Text segment:
BEGIN
Mellowyellow222 · 22/05/2022 14:32

your husband is being selfish. This isn’t about his feelings it’s about your son’s.

does he want to pretend he is your sons biological father? That will only lead to a huge upset in years to come when the truth comes out.

your husband is the one who is there - hopefully he is a good parent and your son will love him like a father. But he can’t wish away your sons biological dad. Yes the man sounds useless and your son will realise that. But he deserves the truth about who he is. Your husband does not have the right to take that away from him just to spare his own feelings.

Beamur · 22/05/2022 14:36

I think it's in your son's best interest longer term to know the truth. Your DH needs to see that he is the person who will love and bring DS up but not feel undermined by not being his biological father.

Travis1 · 22/05/2022 14:36

This situation is a lot of why I’m NC with my mother. I found out accidentally when o was 10/11 that my ‘dad’ wasn’t my dad. It was always a big bad thing to talk about and she has been positively fucking obstructive to my attempts to get information. Please don’t let your husbands ego stop you being open with your son.

WallaceinAnderland · 22/05/2022 14:40

babyneversleeps · 22/05/2022 13:50

The thing is if I never spoke to him about it he would never ask I never know if I'm doing the right thing.

If you don't speak about it he will forget and of course he won't ask, he will have no memory to remind to him ask. Then it will come as a huge shock to him when he's older and needs to know.

You are right to remind him and to also talk about the many different kinds of family. Your DH is just going to have be a grown up and do what's right for the child.

Clymene · 22/05/2022 14:45

I would use different terms. Father vs dad. So X is your father so he helped me make you but Y is your dad because he loves and cares for you and that's what dads do.

And yes, this needs to be something he grows up having always known. Your husband needs to grow up a bit.

lunar1 · 22/05/2022 14:48

He's 5, he will need a regular reminder until he's older so he doesn't forget. It's important to make sure he knows he can ask about him when he's older.

Your husband's attitude is understandable but unhealthy for your DS and he needs to stop asking this of you.

LostSocksBrigade · 22/05/2022 14:50

On the one hand you definitely don't want it to shock him later, and it does need to be mentioned. But at the same time I can understand why your dp feels upset, he feels like dad and this other man has never been involved. He's had the sleepless nights and financially provided, you're a family.
END
Records:
BEGIN
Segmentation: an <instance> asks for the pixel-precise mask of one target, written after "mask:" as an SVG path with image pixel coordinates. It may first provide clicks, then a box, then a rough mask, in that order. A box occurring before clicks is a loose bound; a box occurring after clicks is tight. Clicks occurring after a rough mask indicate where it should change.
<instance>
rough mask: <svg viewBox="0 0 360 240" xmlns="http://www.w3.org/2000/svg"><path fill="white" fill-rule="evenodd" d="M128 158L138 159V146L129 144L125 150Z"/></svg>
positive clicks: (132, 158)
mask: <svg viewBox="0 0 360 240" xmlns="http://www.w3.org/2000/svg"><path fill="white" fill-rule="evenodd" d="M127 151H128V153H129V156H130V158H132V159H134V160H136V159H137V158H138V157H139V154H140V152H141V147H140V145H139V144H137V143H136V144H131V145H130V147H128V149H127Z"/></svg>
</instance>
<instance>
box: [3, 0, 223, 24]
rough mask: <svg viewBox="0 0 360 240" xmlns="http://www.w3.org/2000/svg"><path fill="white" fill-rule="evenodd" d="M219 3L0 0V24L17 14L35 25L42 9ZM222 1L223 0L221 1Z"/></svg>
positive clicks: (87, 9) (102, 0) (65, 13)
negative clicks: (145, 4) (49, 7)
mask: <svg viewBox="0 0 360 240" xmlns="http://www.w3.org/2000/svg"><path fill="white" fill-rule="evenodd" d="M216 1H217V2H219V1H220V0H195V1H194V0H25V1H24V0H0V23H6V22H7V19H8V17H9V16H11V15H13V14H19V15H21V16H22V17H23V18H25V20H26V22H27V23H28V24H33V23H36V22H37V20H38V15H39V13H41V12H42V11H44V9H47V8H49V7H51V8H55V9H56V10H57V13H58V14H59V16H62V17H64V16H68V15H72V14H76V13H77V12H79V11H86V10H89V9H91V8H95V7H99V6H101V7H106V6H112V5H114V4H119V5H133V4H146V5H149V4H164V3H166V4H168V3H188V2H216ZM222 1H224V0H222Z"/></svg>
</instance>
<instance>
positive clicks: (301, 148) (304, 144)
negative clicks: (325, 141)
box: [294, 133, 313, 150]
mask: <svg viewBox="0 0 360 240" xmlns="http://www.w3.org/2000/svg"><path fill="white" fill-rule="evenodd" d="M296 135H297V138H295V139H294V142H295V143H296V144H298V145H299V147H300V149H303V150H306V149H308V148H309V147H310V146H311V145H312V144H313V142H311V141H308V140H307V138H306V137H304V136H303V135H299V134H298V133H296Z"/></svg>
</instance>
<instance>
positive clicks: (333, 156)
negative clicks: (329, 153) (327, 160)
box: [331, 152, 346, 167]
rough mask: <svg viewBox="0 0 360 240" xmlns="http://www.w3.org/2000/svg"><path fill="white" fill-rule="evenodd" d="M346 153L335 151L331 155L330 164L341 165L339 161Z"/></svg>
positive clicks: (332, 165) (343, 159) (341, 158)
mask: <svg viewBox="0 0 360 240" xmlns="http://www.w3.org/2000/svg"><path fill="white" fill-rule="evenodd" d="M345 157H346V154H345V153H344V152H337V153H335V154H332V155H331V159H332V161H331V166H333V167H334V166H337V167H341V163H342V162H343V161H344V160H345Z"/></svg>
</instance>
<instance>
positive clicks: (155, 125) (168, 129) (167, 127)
END
What is required: Reproduce the stretch of the forum thread from "I would use" through "grow up a bit.", swapping in "labels" wherever "terms" appears.

Written answer:
I would use different labels. Father vs dad. So X is your father so he helped me make you but Y is your dad because he loves and cares for you and that's what dads do.

And yes, this needs to be something he grows up having always known. Your husband needs to grow up a bit.